──────── Petikan Dokumen ────────

Segala puji hanya milik dan hanya bagi Allah. "Alhamdulillah", itulah kata yang senantiasa kita ucapkan untuk memuji Sang Khaliq atas limpahan karunia-Nya yang tiada berbatas. Minimal 17 kali sehari kita lafazkan kalimat itu sebagai bukti pujian kita kepada-Nya. Kata "puji" dalam kalimat tersebut sesungguhnya telah jelas menggambarkan bahwa ia menafikan segala bentuk pujian kepada selain-Nya. Faktanya, kata itu telah berubah peruntukkannya. Sebagian besar kaum Muslimin telah menggunakan berbagai macam kata pujian untuk memuji orang lain yang dikaguminya.
Dalam berbagai pertemuan keagamaan masih terdengar ucapan saling memuji di antara mereka yang hadir. Mungkin saja sekadar basa-basi, atau untuk merendahkan diri satu sama lain, atau hanya berkelakar. Ulama yang bijak biasanya segera beristighfar ketika mendengar pujian terarah kepada dirinya. Mereka tidak suka dipuji walau hanya untuk berkelakar. Karena ulama yang bijak, tahu betul guyon atau lelucon tidak ada dalam kamusnya. Apalagi berbicara hal-hal yang tak bermanfaat sama sekali!
Orang yang senang dipuji dan disanjung biasanya adalah orang yang hidupnya selalu bergelimang dosa. Paling tidak, orang yang sangat mencintai dunia. Imam al-Ghazali berkata bahwa memuji ternyata telah menjadi kebiasaan para pembesar dan penguasa yang menjadi budak dunia. Begitu pula dengan para pembuat kisah dan juru bicara, mereka suka memuji para hadirin, khususnya para hartawan. Dalam berbagai rapat formal yang digelar di negeri ini, sudah menjadi suatu pemandangan yang umum bila kita mendengar serangkaian pujian dikeluarkan oleh seseorang kepada pejabat yang hadir. Saking biasanya, telinga hadirin menjadi biasa ketika kata-kata "yang mulia," atau "yang kami banggakan," keluar dari mulut si pembicara.
Maksudnya untuk menghormati si tamu, atau bisa jadi untuk mengambil hati atau mencari muka agar dirinya dapat memperoleh promosi jabatan. Yang lebih celaka ketika saudara-saudara Muslim kita ramai-ramai memuji, mengusung, dan menyanjung kemaksiatan di pentas hiburan tanpa tedeng aling-aling. Demi fulus, popularitas dan atas nama kebebasan berekspresi, mereka sesungguhnya telah menjerumuskan saudaranya, artis yang berwajah lugu itu (atau berlagak lugu) ke dalam jurang kemaksiatan yang dalam. Na'uudzu billahi mindzaliik!

──────── Data yang Ditampilkan ────────

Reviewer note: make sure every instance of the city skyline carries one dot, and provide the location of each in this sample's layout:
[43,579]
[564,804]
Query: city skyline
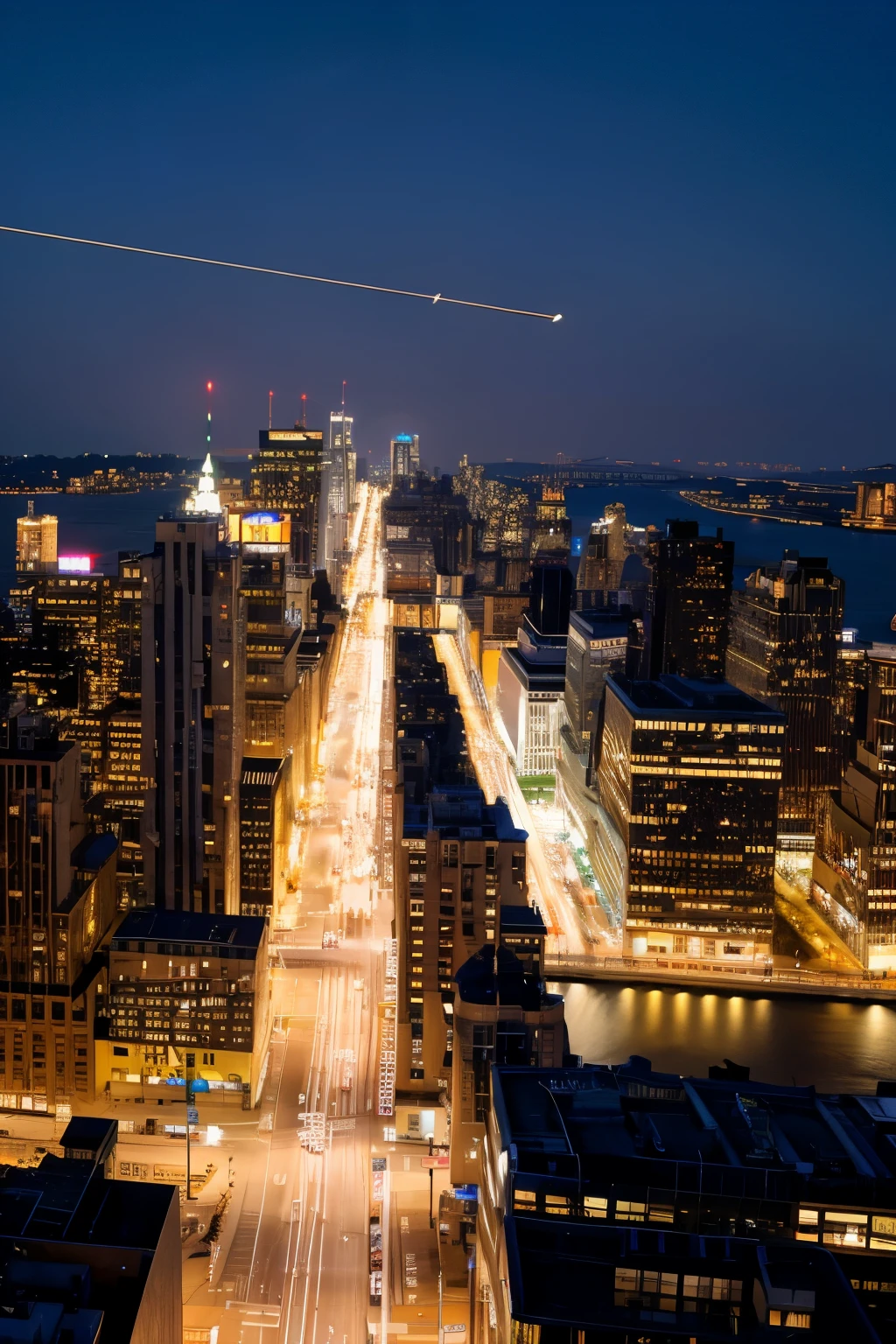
[448,797]
[697,210]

────────

_Tugas Latihan_.
1. Jelaskan dalam satu sampai tiga kalimat mengapa ulama yang bijak tidak suka dipuji walaupun pujian itu hanya berupa kelakar, menurut teks tentang pujian.
2. Menurut teks tentang pujian, minimal berapa kali sehari kalimat "Alhamdulillah" kita lafazkan?
3. Tulis ulang bagian teks tentang pujian antara "Segala puji hanya" dan "lain yang dikaguminya.", termasuk kedua ujungnya, dengan menukar "Sang Khaliq" menjadi "Sang Pencipta".

_Jawaban Lengkap_.
1. Ulama yang bijak tahu betul bahwa guyon atau lelucon tidak ada dalam kamusnya. Karena itu, mereka biasanya segera beristighfar ketika mendengar pujian terarah kepada dirinya.

2. Minimal 17 kali sehari.

3.
Segala puji hanya milik dan hanya bagi Allah. "Alhamdulillah", itulah kata yang senantiasa kita ucapkan untuk memuji Sang Pencipta atas limpahan karunia-Nya yang tiada berbatas. Minimal 17 kali sehari kita lafazkan kalimat itu sebagai bukti pujian kita kepada-Nya. Kata "puji" dalam kalimat tersebut sesungguhnya telah jelas menggambarkan bahwa ia menafikan segala bentuk pujian kepada selain-Nya. Faktanya, kata itu telah berubah peruntukkannya. Sebagian besar kaum Muslimin telah menggunakan berbagai macam kata pujian untuk memuji orang lain yang dikaguminya.